Please convert the lines below into a Markdown table with columns n and Line, starting at the first line of the rows and stopping after the line that contains "167), (163, 97)]". Number each line in n and leave out any blank lines.
· · · ·
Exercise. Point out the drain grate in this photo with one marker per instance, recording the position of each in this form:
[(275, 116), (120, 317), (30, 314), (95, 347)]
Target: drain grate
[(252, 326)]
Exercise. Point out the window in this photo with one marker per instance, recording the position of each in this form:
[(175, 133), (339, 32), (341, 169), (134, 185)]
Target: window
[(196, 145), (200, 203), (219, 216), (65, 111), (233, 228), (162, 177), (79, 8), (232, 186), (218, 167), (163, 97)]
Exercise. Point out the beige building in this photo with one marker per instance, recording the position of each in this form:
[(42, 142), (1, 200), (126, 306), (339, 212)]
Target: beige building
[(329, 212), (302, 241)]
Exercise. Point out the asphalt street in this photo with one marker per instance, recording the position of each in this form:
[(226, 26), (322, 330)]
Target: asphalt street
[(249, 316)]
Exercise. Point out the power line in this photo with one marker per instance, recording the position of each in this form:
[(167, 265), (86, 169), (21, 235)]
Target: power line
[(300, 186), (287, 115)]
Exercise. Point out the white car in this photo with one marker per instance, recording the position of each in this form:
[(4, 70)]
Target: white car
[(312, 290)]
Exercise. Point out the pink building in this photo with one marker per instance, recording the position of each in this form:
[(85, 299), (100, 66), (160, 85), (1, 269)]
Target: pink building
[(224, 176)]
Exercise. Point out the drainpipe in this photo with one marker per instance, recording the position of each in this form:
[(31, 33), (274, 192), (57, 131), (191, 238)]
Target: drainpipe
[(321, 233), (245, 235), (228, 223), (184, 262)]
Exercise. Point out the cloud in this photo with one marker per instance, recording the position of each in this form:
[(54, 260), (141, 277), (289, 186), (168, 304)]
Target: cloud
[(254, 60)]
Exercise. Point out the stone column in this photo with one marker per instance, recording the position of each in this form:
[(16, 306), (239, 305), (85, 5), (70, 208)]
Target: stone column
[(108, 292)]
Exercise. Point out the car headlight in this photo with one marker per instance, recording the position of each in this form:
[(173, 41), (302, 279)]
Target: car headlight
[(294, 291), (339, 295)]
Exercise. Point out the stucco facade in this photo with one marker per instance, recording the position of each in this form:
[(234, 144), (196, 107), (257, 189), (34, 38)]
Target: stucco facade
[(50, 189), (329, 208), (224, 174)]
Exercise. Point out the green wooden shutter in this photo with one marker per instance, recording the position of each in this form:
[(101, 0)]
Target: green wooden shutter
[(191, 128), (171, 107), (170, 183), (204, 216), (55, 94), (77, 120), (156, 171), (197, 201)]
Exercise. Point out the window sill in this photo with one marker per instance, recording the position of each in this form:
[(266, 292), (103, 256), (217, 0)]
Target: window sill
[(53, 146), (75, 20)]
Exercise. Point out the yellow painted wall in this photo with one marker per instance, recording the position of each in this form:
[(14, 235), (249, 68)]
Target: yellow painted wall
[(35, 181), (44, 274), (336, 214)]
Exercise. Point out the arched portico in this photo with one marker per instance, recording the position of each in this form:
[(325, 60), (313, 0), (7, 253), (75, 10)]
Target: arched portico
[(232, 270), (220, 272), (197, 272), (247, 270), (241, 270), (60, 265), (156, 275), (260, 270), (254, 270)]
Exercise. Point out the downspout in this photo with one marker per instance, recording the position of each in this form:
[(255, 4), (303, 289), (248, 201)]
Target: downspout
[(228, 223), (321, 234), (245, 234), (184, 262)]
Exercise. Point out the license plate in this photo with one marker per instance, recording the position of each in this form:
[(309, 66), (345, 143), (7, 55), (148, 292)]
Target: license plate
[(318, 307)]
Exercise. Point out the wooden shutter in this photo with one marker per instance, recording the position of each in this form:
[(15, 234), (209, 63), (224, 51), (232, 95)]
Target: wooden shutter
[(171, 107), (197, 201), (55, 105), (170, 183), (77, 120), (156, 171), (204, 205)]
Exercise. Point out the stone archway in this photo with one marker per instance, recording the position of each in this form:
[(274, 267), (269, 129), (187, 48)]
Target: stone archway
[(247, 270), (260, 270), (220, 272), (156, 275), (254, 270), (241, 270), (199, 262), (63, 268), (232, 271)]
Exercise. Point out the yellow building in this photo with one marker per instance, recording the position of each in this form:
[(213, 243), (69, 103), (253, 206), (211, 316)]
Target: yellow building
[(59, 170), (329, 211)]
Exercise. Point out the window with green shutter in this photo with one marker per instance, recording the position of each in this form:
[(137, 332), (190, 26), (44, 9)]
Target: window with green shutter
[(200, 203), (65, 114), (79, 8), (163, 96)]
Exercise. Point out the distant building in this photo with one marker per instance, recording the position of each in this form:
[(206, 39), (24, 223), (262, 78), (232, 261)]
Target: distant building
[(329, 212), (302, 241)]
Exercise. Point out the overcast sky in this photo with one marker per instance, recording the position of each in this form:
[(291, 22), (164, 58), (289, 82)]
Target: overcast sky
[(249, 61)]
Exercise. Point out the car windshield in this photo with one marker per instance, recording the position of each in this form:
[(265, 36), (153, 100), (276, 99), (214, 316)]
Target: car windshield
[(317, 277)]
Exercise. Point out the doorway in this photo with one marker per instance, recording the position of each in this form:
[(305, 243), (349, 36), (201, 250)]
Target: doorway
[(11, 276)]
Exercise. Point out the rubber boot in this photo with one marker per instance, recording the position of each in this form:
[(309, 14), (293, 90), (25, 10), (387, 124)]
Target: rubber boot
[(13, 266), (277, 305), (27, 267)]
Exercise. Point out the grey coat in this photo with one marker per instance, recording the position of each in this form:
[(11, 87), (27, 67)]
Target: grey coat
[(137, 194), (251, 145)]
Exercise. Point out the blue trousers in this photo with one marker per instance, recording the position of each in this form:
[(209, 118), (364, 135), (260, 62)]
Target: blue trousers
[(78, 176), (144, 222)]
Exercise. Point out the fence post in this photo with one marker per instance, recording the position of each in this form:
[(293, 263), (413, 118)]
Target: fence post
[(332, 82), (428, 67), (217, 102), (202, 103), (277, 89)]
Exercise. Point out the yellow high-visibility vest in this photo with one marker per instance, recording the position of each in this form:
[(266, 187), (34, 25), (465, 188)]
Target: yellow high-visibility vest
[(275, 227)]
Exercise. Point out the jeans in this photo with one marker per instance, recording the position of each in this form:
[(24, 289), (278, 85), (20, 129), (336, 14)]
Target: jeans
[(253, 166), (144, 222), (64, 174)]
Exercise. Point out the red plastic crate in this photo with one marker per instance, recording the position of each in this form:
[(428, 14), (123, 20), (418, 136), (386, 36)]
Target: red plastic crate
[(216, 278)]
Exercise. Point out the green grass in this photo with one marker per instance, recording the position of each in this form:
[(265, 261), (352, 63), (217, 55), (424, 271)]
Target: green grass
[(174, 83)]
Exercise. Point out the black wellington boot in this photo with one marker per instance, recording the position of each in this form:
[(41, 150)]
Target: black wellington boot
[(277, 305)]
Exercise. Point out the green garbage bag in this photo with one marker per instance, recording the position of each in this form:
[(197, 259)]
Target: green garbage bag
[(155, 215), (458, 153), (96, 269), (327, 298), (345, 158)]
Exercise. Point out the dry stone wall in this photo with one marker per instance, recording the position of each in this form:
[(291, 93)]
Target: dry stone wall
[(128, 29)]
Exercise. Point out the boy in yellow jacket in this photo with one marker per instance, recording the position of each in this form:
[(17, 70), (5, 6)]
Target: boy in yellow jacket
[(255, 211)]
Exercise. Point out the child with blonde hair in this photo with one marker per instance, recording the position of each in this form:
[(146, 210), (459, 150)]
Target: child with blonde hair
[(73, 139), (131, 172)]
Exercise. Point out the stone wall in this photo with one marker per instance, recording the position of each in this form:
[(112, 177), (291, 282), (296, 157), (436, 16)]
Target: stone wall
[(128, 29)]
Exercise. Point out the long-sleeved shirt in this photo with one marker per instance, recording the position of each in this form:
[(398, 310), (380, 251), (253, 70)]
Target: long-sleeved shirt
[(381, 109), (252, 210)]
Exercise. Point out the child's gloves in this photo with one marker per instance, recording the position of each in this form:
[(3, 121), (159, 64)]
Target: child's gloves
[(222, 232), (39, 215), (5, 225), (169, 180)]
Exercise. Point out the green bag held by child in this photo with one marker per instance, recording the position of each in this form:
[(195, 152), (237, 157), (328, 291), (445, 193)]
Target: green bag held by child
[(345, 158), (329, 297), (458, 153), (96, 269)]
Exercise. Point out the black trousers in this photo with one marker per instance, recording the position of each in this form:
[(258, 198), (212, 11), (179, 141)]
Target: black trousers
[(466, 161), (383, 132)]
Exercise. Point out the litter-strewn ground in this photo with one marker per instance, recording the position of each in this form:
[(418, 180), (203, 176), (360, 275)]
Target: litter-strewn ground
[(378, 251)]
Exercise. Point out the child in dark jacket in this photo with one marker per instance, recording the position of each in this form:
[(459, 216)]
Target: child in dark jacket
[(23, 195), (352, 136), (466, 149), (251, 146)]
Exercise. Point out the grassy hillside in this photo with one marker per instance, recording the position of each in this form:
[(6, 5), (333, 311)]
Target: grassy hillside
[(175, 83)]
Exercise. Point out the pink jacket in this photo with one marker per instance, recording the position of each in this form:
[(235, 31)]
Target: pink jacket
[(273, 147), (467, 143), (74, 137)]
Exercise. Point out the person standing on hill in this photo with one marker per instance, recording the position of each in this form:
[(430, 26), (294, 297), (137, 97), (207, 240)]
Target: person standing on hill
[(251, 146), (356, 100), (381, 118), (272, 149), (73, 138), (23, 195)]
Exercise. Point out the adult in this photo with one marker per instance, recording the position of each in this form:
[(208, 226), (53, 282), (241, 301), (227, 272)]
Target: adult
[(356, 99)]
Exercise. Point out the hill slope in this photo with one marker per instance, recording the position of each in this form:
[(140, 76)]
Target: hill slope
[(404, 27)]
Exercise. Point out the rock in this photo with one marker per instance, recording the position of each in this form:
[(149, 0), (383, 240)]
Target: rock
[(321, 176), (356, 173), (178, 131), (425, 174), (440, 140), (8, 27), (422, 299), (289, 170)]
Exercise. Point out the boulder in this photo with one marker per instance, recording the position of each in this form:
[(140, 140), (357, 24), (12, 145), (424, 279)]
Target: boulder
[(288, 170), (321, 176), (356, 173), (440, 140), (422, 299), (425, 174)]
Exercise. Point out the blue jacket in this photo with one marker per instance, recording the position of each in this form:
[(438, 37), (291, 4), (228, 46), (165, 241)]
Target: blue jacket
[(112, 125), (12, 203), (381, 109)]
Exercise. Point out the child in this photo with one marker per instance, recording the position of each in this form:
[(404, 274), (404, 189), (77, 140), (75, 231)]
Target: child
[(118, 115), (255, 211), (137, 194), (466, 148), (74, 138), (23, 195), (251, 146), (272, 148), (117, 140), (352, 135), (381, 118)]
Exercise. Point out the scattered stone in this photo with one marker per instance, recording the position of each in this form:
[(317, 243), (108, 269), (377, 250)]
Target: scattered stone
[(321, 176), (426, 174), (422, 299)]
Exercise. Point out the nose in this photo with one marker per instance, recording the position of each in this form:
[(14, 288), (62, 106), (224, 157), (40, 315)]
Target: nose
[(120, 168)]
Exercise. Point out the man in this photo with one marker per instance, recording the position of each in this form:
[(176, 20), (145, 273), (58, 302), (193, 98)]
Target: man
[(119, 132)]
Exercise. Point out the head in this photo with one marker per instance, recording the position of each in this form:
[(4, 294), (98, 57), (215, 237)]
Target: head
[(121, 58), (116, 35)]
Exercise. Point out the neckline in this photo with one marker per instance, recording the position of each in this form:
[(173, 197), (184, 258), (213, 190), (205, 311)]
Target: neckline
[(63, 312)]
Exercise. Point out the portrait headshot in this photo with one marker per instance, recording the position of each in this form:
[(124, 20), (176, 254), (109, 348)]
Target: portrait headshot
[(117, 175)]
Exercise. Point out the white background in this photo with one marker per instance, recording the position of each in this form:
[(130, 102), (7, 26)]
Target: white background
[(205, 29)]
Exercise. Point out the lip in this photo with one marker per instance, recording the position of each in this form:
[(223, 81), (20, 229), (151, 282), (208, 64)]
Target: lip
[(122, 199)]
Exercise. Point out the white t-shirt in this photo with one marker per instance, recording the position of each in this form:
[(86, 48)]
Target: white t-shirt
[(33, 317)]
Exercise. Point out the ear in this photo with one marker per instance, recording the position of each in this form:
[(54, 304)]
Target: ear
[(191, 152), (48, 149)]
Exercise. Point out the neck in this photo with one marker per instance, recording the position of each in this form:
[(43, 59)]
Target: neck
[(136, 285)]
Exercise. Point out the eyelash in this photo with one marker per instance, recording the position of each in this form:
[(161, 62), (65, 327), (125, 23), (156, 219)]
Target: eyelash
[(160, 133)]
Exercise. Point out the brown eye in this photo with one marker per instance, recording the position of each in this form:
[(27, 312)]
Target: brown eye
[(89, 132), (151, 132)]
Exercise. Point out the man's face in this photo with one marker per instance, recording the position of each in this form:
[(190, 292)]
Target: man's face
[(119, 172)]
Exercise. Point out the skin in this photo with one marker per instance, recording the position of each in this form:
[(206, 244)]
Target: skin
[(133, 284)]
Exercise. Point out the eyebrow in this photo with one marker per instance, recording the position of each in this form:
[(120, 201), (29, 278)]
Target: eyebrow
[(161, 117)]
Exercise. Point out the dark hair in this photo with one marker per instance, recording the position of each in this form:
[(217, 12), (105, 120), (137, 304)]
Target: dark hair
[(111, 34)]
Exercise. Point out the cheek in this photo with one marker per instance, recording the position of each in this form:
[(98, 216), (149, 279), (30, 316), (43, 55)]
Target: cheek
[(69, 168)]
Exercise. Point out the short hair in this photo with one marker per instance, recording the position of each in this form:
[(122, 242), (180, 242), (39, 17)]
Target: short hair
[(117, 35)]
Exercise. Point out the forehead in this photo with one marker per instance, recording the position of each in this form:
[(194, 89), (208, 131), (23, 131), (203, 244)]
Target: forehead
· · · ·
Answer to this exercise ->
| n | Line |
|---|---|
| 1 | Exercise. Point out the drain grate in this photo with one marker per instance, recording the position of each in this form: |
| 2 | [(275, 116), (120, 317), (30, 314), (95, 347)] |
| 3 | Target: drain grate |
| 4 | [(252, 326)] |
| 5 | Exercise. Point out the window in this photo with one marker per instance, recording the position of each in this form: |
| 6 | [(175, 133), (339, 32), (341, 169), (134, 185)] |
| 7 | Target: window |
| 8 | [(196, 145), (200, 203), (219, 216), (65, 111), (233, 228), (162, 177), (79, 8), (232, 186), (218, 167), (163, 97)] |